Challenge A: In the passage on why the Bible, which sacred book does the writer say they are most familiar with?
Challenge B: Please quote the passage on the Bible word for word, beginning at the words "Why the Bible?  I" and stopping after "with the book.".
------ Document passage
Why the Bible?  I believe that the same core spiritual truths can be found in the writing other religions hold as sacred.  Even though I've studied many of these books, I'm still most familiar with the Christian Bible.  I am at least in part a product of my environment, and that environment is a largely Christian-influenced culture.  I hope that anyone who wants to can gain some insight from what I write, regardless of their beliefs or their level of familiarity with the book.

What's the point?  While the Bible doesn't necessarily need to be rewritten for Christians to be happy with it, I also think that its words get frequently misused by people that want to cite an unquestionable authority.  For some, quoting scripture is tantamount to quoting God, and no one can really argue with God.  But words can be twisted around and taken out of context and interpreted to suit a particular agenda.  My goal is to draw forth spiritual truth without claiming to quote the actual words of an almighty being, to develop and encourage a deep understanding of human spirituality outside of organized religion.
------------
------ Dataset extract
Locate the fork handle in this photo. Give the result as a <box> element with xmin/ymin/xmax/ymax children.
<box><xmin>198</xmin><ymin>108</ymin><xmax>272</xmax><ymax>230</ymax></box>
------------
Correct output A: The Christian Bible.

Correct output B:
Why the Bible?  I believe that the same core spiritual truths can be found in the writing other religions hold as sacred.  Even though I've studied many of these books, I'm still most familiar with the Christian Bible.  I am at least in part a product of my environment, and that environment is a largely Christian-influenced culture.  I hope that anyone who wants to can gain some insight from what I write, regardless of their beliefs or their level of familiarity with the book.